TASK INSTRUCTIONS –
[A] According to the text on solution sets of convex optimization problems, what kind of set is the solution set?
[B] Continue the text on solution sets of convex optimization problems from the point where it stops.

SOURCE DOCUMENT –
3 Characterization of the solution sets

Our aim is to characterize the solution set of the following optimization problem

$$\begin{aligned} \min _{x\in S} f(x), \end{aligned}$$

(1)

where \(S\subseteq M\) is a convex subset of M and f is a twice continuously differentiable convex function on some open convex set containing S. We denote the solution set of the optimization problem (1) by

$$\begin{aligned} \bar{S}= \mathop {\hbox {argmin}}\limits _{x\in S}f(x), \end{aligned}$$

and assume that \(\bar{S}\ne \emptyset \). If \(\bar{x}\in \bar{S}\), then

$$\begin{aligned} \bar{S}=\{x\in S : f(x)=f(\bar{x})\}, \end{aligned}$$

and \(\bar{S}\) is a convex subset of S. The following theorem is a generalization of [7, Proposition 15] from the sphere \(S^{n}\) to a general setting which describes the relation between the solution sets of (1) and a variational inequality.

Theorem 3.1

Let \(S\subseteq M\) be a convex subset of M and f be a twice continuously differentiable convex function on some open convex set containing S. Then \(\bar{x}\in \bar{S}\) if and only if

$$\begin{aligned} \langle \mathrm{grad}\, f(\bar{x}),\exp _{\bar{x}}^{-1}y\rangle _{\bar{x}}\ge 0\quad \text {for all }y\in S. \end{aligned}$$

(2)

Records from a dataset
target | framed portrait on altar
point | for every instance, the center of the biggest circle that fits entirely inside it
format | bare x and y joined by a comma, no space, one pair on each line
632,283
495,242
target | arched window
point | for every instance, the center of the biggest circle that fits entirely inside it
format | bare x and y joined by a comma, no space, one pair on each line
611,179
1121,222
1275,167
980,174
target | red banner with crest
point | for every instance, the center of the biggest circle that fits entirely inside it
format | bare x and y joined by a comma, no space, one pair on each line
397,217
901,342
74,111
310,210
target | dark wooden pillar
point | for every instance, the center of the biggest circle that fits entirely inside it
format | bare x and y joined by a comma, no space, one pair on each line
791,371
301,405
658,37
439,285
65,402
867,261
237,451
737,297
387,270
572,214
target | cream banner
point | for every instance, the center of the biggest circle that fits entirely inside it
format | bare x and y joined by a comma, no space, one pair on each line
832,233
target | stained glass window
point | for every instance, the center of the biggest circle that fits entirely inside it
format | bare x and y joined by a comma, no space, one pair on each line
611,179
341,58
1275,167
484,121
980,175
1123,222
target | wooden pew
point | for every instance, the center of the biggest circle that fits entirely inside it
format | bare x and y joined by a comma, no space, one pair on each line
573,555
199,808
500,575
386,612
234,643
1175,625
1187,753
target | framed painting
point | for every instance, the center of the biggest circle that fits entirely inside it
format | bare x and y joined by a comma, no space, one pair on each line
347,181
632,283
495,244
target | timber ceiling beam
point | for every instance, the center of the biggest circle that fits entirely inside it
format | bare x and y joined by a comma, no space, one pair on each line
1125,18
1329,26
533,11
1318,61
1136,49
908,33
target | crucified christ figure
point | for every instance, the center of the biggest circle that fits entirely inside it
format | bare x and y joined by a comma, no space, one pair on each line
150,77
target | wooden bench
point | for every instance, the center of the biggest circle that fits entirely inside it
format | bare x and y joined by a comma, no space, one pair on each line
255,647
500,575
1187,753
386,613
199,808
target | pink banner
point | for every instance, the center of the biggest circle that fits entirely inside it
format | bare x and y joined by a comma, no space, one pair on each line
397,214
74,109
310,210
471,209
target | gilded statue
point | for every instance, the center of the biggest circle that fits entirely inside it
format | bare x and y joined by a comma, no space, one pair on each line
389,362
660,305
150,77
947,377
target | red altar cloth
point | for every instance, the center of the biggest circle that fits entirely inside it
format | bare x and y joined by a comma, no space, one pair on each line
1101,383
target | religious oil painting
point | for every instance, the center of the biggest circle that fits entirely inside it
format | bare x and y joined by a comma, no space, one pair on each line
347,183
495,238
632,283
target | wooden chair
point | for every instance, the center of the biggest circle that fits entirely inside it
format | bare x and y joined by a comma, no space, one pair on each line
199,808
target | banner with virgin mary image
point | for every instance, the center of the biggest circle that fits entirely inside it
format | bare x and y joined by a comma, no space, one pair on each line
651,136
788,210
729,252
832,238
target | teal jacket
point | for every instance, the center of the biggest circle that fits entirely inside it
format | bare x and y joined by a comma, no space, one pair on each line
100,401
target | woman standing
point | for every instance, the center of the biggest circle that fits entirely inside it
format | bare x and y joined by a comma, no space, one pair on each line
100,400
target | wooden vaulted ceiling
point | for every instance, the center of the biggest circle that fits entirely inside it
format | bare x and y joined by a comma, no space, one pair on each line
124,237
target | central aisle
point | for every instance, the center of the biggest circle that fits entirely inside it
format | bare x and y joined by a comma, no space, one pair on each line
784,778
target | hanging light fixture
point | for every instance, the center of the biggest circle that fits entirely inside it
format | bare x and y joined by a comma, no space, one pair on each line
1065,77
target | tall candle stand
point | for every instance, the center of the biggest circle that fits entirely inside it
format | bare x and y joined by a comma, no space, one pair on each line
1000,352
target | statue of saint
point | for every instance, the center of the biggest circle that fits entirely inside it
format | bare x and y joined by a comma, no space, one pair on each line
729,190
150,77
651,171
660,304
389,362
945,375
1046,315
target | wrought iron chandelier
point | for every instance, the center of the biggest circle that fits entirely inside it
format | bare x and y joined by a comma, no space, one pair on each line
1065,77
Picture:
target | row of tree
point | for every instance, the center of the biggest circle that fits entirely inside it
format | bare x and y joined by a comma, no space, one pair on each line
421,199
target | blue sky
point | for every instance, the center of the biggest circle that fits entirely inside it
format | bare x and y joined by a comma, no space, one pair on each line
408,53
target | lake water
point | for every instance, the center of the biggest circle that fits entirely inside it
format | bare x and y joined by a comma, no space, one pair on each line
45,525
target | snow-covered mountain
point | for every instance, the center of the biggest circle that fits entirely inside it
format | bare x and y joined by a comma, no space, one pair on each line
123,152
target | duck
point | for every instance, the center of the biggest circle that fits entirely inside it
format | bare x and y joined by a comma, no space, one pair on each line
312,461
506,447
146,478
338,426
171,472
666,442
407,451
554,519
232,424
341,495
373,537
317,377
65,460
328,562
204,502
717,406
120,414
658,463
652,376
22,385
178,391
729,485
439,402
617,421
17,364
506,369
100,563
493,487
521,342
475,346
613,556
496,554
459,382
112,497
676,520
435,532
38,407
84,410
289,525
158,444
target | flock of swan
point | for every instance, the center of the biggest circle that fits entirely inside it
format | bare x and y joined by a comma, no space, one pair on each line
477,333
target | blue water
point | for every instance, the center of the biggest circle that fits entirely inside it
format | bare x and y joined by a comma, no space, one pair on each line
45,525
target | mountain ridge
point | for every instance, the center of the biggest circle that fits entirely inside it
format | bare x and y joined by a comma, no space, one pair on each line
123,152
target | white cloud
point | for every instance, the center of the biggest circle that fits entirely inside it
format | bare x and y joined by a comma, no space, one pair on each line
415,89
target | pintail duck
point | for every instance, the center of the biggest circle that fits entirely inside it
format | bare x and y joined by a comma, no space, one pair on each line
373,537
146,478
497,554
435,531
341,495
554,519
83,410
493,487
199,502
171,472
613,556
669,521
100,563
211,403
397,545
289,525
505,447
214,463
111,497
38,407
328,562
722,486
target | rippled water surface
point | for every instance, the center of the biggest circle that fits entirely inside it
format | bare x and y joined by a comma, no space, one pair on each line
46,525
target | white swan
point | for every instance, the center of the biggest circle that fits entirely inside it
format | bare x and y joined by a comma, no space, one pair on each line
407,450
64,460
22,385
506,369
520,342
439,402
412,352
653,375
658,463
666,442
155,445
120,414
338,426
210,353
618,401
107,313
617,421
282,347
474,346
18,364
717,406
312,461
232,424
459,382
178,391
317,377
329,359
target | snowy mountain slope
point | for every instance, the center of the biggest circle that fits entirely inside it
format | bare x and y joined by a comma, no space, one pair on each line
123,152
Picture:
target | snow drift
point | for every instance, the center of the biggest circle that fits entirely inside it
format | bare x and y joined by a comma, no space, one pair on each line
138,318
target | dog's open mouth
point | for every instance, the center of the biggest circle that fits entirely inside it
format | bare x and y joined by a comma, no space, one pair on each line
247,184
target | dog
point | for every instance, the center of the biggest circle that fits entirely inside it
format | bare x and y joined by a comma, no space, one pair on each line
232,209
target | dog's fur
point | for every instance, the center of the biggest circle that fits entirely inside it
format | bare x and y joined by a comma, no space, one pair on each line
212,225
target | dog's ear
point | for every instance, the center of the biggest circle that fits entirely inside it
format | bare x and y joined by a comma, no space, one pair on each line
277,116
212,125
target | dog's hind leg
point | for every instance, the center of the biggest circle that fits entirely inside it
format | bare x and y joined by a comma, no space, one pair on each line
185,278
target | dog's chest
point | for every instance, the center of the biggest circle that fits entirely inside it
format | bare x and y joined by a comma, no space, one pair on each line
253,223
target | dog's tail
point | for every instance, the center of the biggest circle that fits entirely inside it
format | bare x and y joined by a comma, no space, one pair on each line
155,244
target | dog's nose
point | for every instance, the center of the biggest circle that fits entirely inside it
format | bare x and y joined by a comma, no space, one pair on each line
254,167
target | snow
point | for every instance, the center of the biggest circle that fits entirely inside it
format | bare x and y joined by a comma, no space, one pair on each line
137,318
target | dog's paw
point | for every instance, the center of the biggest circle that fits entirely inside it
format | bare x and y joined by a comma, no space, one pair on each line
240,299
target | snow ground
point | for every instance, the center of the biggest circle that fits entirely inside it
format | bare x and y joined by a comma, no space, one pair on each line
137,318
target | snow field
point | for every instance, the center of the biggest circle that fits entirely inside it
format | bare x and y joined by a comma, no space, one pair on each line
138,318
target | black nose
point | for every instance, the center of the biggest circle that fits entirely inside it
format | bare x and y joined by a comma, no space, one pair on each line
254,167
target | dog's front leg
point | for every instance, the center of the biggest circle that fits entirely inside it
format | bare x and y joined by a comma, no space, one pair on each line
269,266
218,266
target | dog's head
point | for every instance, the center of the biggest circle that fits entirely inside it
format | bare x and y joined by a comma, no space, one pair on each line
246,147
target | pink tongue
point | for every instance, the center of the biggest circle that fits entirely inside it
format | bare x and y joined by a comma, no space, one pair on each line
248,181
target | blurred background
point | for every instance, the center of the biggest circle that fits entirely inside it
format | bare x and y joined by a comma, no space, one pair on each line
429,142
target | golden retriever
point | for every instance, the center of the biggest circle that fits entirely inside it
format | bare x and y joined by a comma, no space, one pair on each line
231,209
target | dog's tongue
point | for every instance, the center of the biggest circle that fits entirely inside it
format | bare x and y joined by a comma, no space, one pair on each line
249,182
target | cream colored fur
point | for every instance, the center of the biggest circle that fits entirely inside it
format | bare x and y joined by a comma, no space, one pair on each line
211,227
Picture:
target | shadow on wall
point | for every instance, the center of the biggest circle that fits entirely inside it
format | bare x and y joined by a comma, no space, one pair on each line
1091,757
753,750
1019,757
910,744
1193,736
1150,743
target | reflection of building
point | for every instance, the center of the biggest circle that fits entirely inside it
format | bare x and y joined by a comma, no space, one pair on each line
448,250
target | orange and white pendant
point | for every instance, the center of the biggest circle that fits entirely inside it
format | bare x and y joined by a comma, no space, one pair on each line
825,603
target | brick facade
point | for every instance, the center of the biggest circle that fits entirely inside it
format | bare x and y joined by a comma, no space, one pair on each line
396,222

ANSWERS TO EACH TASK –
[A] It is a convex subset of S.

[B]
Proof

Let \(\bar{x}\in \bar{S}\), \(y\in S\), and \(\gamma _{\bar{x} y}\) be the minimal geodesic connecting \(\bar{x}\) and y. By convexity of S, \(f(\gamma _{\bar{x} y}(t))\ge f(\bar{x})\) for all \(t\in [0,1]\). Therefore

$$\begin{aligned} \langle \mathrm{grad}\, f(\bar{x}),\exp _{\bar{x}}^{-1}y\rangle _{\bar{x}}=\lim _{t\rightarrow 0} \frac{f(\gamma _{\bar{x}y}(t))-f(\bar{x})}{t}\ge 0. \end{aligned}$$

Now suppose that (2) holds. By convexity of f, we have

$$\begin{aligned} f(y)-f(\bar{x})\ge \langle \mathrm{grad}\, f(\bar{x}),\gamma ^{\prime }_{\bar{x} y}(0)\rangle _{\bar{x}} =\langle \mathrm{grad}\, f(\bar{x}),\exp _{\bar{x}}^{-1}y\rangle _{\bar{x}}\ge 0\quad \text {for all }y\in S. \end{aligned}$$

\(\square \)

Now we present a characterization for the solution set of a convex optimization problem on a convex subset of a Riemannian manifold which is our main result.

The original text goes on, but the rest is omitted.